== WHAT IS BEING ASKED ==
Count how many lines in the rows below contain the string "wall", and reply with that number alone.

== RECORDS PROVIDED ==
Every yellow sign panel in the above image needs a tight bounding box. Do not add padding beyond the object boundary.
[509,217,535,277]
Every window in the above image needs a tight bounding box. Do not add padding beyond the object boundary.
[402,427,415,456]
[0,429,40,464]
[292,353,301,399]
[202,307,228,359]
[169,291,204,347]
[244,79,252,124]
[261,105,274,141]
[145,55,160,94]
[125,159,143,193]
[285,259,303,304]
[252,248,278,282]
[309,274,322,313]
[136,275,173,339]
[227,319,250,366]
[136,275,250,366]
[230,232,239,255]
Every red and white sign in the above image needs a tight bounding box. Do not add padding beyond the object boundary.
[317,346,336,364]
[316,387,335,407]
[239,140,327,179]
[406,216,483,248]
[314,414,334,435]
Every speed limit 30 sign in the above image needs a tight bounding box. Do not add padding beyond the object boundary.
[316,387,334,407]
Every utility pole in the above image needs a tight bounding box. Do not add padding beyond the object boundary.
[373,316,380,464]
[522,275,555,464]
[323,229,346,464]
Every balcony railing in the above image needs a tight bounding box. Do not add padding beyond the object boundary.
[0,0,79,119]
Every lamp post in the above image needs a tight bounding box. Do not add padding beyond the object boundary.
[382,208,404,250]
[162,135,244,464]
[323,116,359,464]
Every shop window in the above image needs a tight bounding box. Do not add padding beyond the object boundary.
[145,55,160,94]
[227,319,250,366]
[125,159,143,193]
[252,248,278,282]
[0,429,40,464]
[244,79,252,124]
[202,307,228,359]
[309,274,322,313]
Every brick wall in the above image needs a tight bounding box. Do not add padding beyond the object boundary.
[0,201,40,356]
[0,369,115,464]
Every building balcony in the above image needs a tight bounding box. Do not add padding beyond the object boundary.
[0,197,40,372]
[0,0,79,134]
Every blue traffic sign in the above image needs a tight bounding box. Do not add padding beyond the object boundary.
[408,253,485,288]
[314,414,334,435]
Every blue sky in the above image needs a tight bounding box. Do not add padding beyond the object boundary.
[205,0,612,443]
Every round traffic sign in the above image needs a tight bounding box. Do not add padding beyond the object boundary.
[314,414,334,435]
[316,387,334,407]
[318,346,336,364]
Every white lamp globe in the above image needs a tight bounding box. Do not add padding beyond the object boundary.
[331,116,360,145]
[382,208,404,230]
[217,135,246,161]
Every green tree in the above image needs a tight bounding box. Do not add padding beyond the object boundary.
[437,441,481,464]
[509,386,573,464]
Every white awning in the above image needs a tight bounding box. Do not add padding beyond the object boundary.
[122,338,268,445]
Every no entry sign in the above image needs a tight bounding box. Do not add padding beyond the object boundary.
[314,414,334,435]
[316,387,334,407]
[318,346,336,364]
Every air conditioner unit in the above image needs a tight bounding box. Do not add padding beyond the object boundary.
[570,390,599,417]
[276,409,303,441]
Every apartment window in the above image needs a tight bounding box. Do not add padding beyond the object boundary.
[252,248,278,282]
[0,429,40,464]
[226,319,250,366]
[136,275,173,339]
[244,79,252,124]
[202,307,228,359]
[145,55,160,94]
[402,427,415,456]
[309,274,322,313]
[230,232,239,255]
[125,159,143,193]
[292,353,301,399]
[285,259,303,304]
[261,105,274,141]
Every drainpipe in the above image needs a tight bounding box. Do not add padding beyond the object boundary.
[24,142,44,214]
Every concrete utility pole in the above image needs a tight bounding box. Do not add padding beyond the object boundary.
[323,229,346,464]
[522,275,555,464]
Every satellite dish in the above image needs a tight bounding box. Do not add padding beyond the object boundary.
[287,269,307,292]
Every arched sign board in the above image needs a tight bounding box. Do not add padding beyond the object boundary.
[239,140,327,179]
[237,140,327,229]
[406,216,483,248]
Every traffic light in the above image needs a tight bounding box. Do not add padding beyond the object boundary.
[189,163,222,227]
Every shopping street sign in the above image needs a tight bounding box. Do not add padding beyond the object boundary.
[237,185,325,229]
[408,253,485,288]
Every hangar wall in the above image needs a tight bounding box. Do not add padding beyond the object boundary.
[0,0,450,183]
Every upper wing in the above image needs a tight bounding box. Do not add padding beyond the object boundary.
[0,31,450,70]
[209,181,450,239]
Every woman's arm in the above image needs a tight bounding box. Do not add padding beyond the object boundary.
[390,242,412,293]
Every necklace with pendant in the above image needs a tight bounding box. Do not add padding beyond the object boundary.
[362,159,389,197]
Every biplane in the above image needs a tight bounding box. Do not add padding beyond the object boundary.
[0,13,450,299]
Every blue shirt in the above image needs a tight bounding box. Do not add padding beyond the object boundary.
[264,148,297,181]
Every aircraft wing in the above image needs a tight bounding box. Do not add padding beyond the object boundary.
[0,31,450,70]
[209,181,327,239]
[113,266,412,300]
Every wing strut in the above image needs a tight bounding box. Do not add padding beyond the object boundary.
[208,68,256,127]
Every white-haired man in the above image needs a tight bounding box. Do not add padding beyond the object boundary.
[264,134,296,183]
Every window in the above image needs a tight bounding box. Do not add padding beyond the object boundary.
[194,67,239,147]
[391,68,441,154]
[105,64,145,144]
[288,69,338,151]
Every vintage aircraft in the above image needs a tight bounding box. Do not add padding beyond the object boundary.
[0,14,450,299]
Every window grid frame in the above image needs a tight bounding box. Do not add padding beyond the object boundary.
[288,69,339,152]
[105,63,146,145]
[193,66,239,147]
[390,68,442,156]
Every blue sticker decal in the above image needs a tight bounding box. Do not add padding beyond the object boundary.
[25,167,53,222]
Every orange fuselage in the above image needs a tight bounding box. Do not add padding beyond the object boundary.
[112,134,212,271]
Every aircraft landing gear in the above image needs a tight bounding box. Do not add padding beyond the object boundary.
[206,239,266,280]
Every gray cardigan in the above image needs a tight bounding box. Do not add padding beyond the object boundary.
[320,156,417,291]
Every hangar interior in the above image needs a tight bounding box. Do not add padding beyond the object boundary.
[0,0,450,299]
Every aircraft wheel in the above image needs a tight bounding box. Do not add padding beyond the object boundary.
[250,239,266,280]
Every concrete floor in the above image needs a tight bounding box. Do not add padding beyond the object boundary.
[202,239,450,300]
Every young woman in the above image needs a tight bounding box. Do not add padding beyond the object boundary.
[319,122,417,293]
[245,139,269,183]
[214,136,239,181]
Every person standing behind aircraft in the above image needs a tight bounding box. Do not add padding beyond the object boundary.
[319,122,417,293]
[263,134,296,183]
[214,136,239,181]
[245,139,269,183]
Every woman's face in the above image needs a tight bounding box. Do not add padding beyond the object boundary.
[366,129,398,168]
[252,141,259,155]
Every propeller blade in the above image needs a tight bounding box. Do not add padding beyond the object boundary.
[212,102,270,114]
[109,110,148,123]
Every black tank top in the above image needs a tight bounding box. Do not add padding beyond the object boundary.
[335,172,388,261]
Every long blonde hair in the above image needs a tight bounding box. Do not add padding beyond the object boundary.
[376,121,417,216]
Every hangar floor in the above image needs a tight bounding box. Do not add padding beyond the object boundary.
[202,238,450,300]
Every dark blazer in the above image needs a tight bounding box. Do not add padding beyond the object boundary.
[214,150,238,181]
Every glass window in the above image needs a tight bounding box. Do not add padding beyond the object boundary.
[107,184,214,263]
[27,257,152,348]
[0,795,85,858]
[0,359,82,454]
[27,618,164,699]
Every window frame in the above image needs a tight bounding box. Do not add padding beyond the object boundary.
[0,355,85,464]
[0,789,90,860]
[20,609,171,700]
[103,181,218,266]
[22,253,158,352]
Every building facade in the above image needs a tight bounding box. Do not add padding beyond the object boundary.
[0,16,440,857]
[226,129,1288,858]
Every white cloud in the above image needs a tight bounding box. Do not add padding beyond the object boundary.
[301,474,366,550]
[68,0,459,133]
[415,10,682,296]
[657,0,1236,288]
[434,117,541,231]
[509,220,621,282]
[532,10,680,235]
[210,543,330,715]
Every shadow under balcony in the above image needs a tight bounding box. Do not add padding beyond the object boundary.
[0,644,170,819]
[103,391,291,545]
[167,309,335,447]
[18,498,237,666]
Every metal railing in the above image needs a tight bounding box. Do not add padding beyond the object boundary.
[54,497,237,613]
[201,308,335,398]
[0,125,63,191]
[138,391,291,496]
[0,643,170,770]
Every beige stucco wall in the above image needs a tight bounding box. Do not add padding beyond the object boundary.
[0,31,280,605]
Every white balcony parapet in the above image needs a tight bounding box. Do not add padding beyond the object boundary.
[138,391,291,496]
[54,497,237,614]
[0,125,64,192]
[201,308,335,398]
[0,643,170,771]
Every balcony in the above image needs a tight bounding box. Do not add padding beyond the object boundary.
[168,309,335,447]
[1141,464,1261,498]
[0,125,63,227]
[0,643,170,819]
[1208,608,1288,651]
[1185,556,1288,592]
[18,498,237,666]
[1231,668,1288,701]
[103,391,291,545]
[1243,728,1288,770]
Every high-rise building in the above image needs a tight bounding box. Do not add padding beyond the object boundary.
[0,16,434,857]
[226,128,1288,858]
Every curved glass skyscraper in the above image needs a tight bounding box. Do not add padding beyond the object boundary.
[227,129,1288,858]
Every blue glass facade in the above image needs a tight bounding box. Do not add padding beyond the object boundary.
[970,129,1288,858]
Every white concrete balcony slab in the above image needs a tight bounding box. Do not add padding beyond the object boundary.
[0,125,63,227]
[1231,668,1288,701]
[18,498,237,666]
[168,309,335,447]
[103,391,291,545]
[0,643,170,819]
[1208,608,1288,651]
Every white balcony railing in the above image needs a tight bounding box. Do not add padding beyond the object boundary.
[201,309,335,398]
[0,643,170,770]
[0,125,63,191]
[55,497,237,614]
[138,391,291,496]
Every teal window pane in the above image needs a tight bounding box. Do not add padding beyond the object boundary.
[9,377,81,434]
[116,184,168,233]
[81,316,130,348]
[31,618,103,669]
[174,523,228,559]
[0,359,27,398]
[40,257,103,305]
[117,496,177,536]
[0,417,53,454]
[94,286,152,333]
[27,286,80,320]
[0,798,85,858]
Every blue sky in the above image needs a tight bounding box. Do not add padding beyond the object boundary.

== OUTPUT OF THE EXERCISE ==
3